## STATED TASK 1:
In the records below, copy out word for word the lines from the one with "Can you spot any concrete pad" up to and including the one with "226;605;480;664".

Diplomatic Notes

Difficult decisions

The Bahamas is currently going through a complex situation economically and there are many subplots to go with it. Two of those subplots involve the petroleum dealers and National Insurance Board (NIB). Petroleum dealers are requesting and in fact demanding an adjustment to the margin on gas as it has been price controlled for many years. The Minister for National Insurance is issuing warnings about the funds’ viability. Some difficult decisions have to be made.

This situation with the petroleum dealers is quite unusual in what is considered a somewhat free market. Normally, the government in non-Communist countries does not dictate prices and margins but in this case that is what is happening. Essentially, the government for many years has intervened and prevented free market forces from determining prices and sought to ensure that a cap is placed on margins to help in accomplishing this. At the same time, the government has placed a tax on gas that is greater than the profit margin of the petroleum dealers. So, the government gets its money, which they have determined themselves up front, tells the dealers how much they can make, and has postponed margin increases to keep gas prices down. The dealers have no choice or options; they have to learn to live with what has been mandated.

The real issue with gas prices is the taxes which keep the prices high. Whatever the current price is, the taxes add approximately $1.60 or possibly more to the price. Petroleum dealers have struggled and become creative in surviving and generating profits by using the convenience stores they house as the main revenue generator to supplement what is lost on the gas margins. In the meantime, the 54 cents fixed margin for gas is declining due to inflation, increased salaries and costs and other factors. Something needs to be done – but the public outcries about the cost of living is delaying the inevitable. If the situation continues, either petroleum dealers will have to reduce services and staff or go out of business. A very difficult and complex issue.

[Items from a data source]
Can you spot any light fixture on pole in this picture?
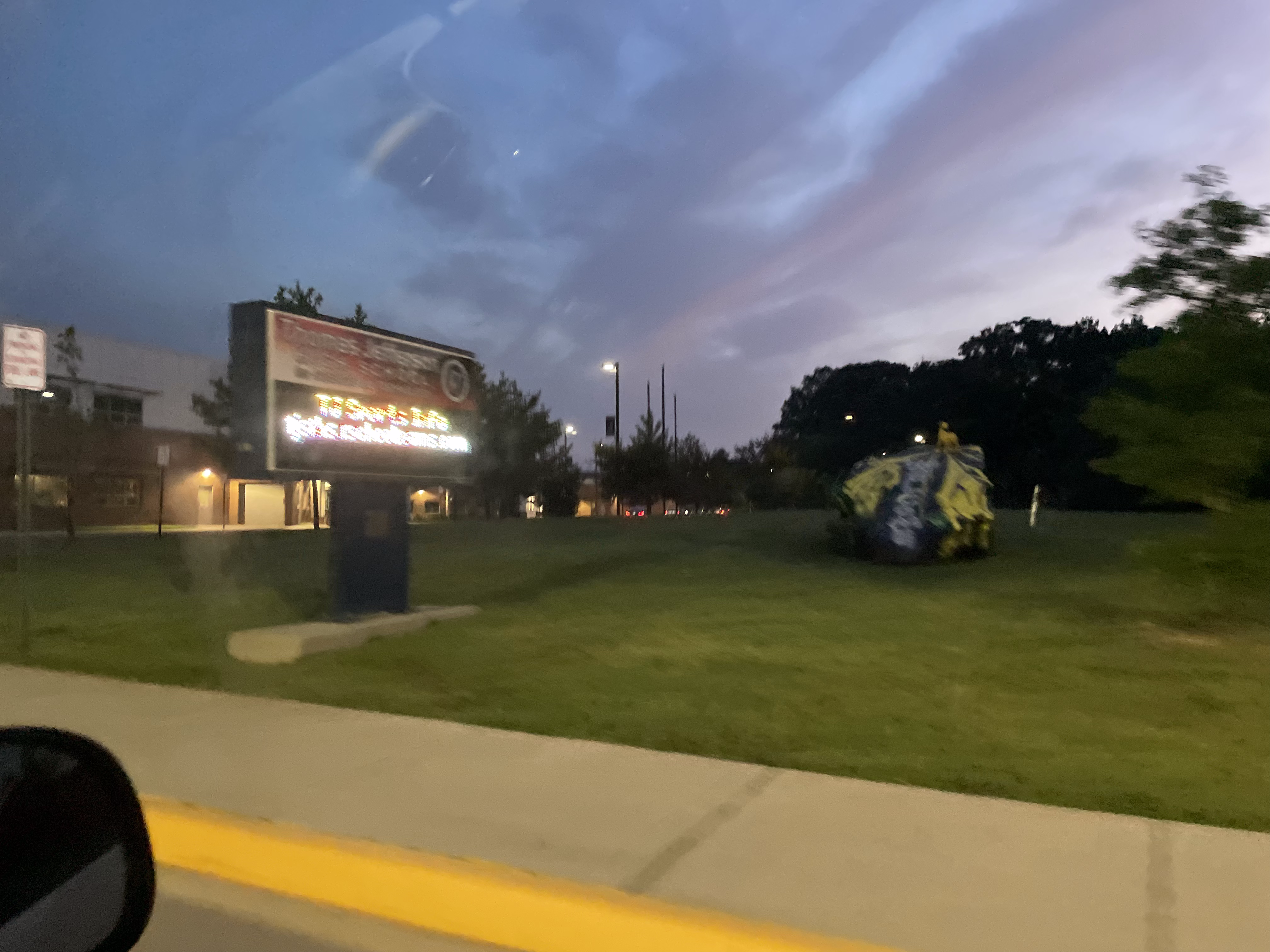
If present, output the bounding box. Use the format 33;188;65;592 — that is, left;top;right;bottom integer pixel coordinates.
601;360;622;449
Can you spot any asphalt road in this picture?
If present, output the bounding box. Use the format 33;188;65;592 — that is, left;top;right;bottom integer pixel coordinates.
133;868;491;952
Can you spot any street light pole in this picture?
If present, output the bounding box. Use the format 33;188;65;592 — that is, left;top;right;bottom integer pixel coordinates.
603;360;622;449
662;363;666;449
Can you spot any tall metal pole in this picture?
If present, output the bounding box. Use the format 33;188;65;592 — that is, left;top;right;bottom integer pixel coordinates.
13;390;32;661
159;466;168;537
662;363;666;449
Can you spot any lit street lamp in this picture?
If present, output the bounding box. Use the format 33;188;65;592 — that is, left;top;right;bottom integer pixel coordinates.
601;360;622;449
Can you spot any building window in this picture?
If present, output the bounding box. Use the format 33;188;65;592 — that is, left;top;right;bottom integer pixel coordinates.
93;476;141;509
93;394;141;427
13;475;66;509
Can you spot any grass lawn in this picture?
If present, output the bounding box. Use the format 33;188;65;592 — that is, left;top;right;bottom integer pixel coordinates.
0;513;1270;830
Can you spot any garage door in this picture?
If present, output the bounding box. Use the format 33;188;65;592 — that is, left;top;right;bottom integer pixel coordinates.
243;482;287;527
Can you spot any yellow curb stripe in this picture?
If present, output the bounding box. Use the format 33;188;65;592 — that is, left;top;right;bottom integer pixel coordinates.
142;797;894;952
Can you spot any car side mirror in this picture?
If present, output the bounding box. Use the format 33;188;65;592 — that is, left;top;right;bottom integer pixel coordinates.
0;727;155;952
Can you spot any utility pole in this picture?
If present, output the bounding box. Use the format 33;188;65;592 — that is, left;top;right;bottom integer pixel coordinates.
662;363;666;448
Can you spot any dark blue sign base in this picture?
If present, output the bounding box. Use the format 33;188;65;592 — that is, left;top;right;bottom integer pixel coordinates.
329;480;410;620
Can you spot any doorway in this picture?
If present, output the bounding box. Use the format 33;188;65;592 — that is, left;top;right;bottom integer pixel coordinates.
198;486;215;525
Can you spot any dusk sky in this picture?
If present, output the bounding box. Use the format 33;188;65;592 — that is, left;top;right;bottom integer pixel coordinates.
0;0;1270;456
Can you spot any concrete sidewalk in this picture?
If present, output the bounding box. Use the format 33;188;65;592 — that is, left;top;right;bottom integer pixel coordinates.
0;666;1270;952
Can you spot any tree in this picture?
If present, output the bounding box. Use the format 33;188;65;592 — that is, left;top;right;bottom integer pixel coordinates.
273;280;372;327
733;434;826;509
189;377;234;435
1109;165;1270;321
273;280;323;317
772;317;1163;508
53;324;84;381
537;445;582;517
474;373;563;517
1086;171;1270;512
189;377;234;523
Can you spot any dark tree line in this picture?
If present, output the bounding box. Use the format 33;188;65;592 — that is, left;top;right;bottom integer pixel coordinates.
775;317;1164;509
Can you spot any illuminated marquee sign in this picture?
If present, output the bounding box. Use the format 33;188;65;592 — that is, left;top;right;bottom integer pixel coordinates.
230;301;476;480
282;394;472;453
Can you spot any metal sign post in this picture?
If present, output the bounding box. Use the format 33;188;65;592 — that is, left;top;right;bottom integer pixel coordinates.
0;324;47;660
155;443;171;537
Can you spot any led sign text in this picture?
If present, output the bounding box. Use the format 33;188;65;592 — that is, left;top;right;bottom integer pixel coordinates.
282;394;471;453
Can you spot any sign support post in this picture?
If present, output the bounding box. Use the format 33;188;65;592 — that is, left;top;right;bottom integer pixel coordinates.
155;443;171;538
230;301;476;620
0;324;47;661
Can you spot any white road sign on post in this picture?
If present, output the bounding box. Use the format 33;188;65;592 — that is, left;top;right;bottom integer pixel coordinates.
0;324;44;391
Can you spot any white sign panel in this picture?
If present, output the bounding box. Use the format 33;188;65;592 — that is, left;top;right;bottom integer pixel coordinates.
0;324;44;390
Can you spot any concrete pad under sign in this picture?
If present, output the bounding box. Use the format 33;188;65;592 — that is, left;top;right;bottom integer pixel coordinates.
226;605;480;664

* * *

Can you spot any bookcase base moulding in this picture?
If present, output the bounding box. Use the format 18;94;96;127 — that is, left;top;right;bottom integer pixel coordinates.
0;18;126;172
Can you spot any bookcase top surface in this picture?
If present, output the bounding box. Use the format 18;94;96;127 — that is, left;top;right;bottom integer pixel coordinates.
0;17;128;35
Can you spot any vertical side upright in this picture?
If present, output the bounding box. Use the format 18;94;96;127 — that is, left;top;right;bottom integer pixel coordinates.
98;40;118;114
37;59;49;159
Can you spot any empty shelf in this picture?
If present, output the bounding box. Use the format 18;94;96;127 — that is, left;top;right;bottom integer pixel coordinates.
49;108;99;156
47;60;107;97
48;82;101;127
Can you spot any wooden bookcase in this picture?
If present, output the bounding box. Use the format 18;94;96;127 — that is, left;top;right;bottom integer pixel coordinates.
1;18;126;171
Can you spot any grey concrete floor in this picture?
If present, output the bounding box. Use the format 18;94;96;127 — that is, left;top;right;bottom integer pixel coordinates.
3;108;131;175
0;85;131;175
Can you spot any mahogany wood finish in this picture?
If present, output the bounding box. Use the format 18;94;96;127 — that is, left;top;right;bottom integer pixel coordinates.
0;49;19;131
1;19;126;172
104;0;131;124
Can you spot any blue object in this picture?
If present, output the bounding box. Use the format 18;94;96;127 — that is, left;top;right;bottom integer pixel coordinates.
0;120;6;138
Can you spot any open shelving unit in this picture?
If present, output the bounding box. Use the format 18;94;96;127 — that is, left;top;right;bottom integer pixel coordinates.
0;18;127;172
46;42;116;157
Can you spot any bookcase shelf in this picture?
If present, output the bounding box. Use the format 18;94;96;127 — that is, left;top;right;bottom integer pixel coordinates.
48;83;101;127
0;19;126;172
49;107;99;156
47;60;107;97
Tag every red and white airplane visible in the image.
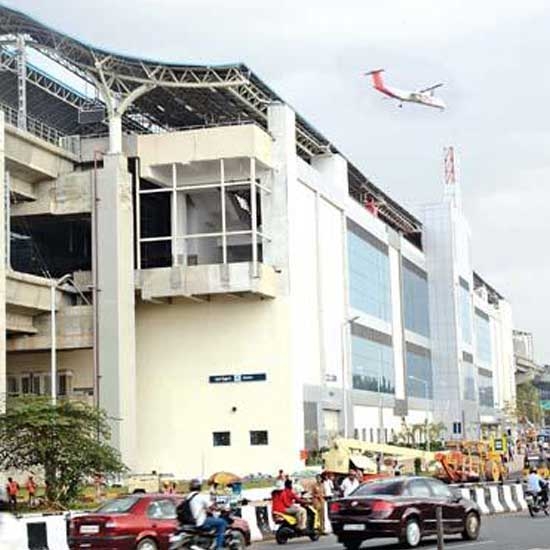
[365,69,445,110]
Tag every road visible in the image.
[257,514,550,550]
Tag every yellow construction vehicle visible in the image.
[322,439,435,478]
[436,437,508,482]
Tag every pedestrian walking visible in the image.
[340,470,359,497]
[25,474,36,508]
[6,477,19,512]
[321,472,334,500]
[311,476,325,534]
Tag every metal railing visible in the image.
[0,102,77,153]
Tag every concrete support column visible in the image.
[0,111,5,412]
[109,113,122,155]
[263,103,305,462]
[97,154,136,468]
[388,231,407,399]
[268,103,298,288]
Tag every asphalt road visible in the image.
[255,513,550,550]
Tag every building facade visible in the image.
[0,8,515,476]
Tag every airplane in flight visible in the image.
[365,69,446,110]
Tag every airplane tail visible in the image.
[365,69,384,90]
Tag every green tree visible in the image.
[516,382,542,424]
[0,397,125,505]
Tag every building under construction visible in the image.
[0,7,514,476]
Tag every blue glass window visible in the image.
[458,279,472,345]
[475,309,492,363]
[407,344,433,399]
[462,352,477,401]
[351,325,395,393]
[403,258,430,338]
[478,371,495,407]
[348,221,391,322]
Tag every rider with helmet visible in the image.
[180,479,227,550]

## STATED TASK 2:
Continue the piece on Bahamian petroleum dealers and the National Insurance Board from where it stops.

## EXERCISE ANSWER 1:
Can you spot any concrete pad under sign in this picture?
If present, output the bounding box. Use the format 33;188;65;592 — that is, left;top;right;bottom integer pixel coordinates.
226;605;480;664

## EXERCISE ANSWER 2:
The government is in a quandary because they know how business works but they also know the power of public opinion. Eventually, a decision will have to be made, and I believe the best way to make what may be a painful decision is to determine what is fair and reasonable and operate in that vein. The Bible tells us to do unto others as we would have them to unto us. We have to put ourselves in the position of both the consumer and the dealer and ask: What would I do if I were in their position? The question is what is fair and I will stay tuned to see what the answer is.

The second difficult decision is another economic matter that will surely not go away. According to reports from the minister responsible for National Insurance, the fund is losing money and will become insolvent in less than a decade if not addressed. It is obviously a bad time to hear of any form of tax increase, but at the same time, the danger of a diminishing and possibly insolvent fund is more nefarious than a rate increase.

In the same vein as the petroleum dealers’ issue, at some point in time a decision has to be made. In politics, public sentiment is powerful, but I believe the best way to deal with public sentiment is to clearly lay out the details to the public and give an opportunity for discourse. I believe when the public has the facts, and has an opportunity to learn what the options are, they will support what is best for the country even if it may involve some personal discomfort. The Bible tells us to pray for all in authority and for believers this is our first duty. Pray and ask God to give our leaders wisdom, so that at the end of the day, they would do what is fair and right and what will put us in the best position to succeed as a nation. My personal prayer is that God will guide our leaders and that the difficult issues will be addressed expeditiously rather than postponed. If there is something we have to do, then let us do it expeditiously and responsibly.

• Pastor Dave Burrows is senior pastor at Bahamas Faith Ministries International. Feel free to email comments, whether you agree or disagree, to pastordaveburrows@hotmail.com. I appreciate your input and dialogue. We become better when we discuss, examine and exchange.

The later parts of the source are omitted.